§ **Set task**
Please find each line in the listing below that contains the word "surface", and copy those lines out.

Supplied entries start

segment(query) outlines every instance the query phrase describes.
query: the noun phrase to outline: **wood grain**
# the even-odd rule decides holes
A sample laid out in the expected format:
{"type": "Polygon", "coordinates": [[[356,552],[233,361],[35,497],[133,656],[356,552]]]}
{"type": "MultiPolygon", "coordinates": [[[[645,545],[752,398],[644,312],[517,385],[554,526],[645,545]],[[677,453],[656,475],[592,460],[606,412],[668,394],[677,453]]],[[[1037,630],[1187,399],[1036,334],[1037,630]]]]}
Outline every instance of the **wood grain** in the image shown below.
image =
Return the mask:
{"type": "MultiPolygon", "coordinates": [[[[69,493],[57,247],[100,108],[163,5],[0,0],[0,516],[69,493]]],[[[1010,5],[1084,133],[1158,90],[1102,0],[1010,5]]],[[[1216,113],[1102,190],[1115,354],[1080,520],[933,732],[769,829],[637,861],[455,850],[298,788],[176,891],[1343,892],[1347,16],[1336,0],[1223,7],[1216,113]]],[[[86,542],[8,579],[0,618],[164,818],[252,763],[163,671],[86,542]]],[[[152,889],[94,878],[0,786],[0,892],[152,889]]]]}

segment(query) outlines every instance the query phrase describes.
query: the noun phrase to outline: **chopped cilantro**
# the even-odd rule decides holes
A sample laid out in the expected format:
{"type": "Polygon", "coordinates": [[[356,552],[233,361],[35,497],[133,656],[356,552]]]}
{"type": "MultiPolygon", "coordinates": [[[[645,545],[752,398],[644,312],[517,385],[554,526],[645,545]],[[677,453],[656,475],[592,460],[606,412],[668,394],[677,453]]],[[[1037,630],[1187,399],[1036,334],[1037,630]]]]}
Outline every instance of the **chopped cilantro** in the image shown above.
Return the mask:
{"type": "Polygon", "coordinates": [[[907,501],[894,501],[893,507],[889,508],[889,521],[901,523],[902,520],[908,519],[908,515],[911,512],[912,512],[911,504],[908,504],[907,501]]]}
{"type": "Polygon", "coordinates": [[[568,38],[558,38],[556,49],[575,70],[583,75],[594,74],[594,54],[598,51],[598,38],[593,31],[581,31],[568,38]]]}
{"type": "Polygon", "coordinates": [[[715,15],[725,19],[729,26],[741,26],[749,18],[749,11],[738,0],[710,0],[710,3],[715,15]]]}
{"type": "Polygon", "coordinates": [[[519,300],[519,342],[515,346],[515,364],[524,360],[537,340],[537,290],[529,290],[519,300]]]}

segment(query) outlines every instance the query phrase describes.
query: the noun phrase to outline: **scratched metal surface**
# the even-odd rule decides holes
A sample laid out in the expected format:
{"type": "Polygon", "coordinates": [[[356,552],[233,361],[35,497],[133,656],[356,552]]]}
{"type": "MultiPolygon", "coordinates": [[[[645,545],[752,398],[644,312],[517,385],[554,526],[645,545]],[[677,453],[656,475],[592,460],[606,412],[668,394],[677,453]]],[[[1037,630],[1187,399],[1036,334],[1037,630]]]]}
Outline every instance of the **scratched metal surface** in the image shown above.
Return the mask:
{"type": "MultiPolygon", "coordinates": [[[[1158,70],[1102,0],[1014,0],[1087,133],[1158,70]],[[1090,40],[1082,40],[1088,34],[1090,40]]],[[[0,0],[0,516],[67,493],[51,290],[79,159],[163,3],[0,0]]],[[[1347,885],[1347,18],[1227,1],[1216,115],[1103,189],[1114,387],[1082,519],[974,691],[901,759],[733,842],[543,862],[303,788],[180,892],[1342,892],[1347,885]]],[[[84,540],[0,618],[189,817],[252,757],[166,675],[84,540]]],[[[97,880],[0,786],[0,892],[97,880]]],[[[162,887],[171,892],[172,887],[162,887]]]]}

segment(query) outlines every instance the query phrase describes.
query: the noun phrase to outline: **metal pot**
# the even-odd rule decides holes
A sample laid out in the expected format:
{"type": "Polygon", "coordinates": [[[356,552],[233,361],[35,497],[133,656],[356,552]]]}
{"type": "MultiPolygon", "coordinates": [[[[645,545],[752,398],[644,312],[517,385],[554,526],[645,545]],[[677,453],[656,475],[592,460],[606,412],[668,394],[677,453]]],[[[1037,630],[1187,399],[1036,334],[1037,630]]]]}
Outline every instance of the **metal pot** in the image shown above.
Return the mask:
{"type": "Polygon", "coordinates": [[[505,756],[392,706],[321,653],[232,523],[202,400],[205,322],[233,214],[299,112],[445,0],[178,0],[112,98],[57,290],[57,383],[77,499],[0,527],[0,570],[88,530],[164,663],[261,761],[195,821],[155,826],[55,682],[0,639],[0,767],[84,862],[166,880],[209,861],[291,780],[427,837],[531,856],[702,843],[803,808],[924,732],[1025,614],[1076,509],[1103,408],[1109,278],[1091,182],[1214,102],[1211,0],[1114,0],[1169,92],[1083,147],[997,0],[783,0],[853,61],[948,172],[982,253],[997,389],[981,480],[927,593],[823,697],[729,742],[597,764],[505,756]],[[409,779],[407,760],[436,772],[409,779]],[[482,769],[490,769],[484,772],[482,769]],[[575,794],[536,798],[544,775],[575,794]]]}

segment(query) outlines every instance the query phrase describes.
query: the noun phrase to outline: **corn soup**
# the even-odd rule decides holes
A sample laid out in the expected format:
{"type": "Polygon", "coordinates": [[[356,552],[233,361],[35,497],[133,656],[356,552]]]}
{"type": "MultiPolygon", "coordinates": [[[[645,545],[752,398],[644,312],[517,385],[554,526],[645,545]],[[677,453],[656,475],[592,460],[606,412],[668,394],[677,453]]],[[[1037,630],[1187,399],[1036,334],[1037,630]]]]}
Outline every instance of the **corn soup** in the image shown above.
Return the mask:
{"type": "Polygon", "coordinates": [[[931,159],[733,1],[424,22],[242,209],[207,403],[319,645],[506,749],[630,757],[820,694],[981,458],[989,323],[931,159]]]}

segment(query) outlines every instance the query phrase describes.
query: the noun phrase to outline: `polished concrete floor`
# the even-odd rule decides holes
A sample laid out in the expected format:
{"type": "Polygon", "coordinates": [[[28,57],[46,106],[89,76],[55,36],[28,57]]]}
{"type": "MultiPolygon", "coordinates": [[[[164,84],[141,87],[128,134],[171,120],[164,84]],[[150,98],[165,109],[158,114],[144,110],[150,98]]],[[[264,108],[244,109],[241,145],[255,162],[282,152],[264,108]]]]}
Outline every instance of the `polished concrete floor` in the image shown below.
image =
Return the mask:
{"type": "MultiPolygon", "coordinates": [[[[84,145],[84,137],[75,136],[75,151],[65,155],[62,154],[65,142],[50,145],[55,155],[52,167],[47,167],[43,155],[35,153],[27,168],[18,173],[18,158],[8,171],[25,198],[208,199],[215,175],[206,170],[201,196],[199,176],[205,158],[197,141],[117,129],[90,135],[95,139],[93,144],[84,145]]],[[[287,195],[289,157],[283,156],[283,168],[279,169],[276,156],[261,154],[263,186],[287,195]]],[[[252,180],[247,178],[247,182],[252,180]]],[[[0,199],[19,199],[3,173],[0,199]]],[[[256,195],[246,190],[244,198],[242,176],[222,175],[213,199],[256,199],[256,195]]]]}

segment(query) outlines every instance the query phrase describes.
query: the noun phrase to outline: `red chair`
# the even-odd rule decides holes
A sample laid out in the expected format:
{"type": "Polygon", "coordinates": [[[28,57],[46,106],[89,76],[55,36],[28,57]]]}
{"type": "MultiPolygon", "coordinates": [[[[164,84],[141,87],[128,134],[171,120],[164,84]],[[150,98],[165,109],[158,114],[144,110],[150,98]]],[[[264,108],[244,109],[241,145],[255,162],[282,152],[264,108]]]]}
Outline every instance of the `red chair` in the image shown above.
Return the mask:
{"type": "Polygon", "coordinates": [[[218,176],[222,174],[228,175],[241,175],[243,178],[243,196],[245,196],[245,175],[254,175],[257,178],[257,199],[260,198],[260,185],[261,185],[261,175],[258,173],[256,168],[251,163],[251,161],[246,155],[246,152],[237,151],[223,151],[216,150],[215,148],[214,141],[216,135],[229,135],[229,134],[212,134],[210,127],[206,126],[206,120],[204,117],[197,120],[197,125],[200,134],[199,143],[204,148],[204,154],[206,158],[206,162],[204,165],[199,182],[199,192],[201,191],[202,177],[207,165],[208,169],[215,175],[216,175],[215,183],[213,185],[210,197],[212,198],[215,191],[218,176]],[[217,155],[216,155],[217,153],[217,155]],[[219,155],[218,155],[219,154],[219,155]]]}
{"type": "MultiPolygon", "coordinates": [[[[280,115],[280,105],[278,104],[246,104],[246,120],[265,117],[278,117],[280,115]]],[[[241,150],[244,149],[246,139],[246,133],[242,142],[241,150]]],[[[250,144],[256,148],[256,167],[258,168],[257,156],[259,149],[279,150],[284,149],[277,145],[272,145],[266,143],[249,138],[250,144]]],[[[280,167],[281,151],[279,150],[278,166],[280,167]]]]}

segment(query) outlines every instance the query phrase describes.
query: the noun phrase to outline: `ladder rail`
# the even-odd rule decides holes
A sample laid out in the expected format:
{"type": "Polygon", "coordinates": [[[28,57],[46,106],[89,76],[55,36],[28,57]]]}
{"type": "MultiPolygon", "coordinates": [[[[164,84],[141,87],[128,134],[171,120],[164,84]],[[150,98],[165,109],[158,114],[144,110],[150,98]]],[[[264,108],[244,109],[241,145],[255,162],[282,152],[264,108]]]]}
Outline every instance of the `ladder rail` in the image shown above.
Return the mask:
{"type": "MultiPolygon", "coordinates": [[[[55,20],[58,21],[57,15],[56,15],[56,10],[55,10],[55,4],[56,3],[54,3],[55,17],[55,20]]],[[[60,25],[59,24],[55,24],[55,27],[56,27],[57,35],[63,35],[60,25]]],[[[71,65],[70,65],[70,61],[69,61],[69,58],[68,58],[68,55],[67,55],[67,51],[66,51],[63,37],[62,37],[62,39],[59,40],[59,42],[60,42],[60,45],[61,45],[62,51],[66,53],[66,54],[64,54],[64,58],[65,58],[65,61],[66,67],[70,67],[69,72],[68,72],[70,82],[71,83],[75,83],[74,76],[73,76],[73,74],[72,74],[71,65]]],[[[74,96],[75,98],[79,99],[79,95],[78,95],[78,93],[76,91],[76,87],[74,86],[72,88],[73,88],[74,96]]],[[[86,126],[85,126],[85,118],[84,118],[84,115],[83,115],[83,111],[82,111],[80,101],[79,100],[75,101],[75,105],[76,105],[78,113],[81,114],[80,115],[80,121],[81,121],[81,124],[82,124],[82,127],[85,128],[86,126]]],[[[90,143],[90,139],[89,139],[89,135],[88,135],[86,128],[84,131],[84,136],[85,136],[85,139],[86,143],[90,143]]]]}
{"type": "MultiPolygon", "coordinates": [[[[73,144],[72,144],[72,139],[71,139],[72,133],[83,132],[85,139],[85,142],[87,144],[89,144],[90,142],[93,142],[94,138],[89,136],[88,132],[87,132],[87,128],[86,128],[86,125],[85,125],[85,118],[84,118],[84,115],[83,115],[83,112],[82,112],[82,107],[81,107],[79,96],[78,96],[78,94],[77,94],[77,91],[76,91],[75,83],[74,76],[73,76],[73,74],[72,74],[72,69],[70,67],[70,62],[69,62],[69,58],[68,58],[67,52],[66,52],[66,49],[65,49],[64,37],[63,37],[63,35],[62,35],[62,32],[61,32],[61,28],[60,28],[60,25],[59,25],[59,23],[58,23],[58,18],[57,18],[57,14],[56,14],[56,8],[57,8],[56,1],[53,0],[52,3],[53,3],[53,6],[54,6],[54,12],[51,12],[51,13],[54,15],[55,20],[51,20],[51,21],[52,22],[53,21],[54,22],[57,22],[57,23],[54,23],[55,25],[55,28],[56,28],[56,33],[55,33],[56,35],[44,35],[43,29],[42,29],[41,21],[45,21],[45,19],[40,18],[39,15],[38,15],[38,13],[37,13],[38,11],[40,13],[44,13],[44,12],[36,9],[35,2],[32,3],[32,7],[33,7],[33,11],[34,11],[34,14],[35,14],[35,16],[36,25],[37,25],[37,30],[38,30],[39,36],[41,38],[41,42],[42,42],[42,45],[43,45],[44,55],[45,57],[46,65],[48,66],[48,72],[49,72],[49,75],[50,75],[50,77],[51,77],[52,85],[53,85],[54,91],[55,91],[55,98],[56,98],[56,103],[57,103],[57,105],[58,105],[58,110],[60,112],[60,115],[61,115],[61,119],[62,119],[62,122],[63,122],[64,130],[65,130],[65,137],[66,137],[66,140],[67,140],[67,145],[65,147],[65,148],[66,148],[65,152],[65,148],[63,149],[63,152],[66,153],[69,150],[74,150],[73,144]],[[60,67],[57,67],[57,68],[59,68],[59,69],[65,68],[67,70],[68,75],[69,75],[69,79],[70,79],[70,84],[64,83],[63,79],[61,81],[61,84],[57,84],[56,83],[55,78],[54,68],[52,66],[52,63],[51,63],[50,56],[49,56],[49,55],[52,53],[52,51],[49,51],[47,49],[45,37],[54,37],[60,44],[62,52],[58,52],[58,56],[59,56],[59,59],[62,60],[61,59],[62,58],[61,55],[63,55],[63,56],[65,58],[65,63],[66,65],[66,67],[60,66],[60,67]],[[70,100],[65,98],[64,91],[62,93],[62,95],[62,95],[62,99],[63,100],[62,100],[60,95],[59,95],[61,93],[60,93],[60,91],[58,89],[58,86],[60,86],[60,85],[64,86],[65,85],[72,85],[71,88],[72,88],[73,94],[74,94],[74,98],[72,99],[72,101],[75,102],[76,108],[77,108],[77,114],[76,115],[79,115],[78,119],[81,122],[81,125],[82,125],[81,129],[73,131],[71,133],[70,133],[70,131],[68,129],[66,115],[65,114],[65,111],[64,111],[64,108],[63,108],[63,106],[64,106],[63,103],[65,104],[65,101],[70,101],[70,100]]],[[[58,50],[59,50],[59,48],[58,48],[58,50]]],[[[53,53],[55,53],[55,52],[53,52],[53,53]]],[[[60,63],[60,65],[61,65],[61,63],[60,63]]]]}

Supplied entries end

§ **Full answer**
query: the noun phrase to outline: **scratched metal surface**
Outline every instance of the **scratched metal surface** in the image shown above.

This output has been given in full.